> [Instruction]
Rewrite the items below, replacing "Target" with "Object to mark" and changing nothing else. Leave the pictures out of your answer.

> [Material provided]
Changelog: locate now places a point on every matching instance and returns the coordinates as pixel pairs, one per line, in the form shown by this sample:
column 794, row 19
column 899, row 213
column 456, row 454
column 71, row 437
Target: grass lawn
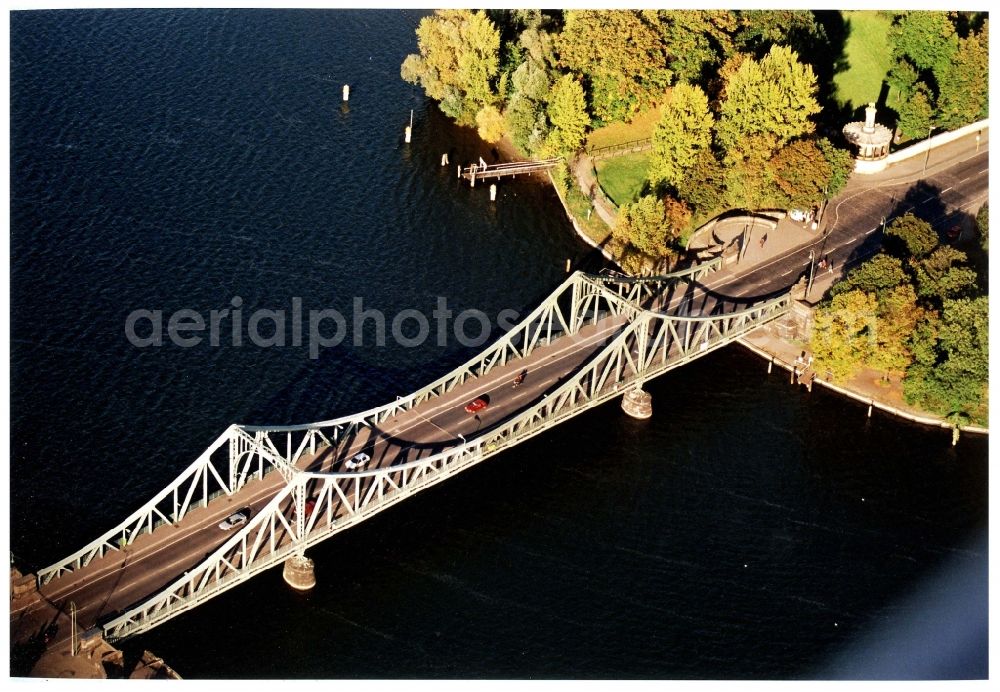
column 868, row 58
column 641, row 127
column 623, row 177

> [Right answer]
Changelog: locate now places a point on every matching instance and returns the coordinates as pixel pairs, one per line, in the form shown by this sample:
column 794, row 19
column 899, row 213
column 456, row 454
column 71, row 437
Object to mark: grass lawn
column 868, row 58
column 641, row 127
column 623, row 177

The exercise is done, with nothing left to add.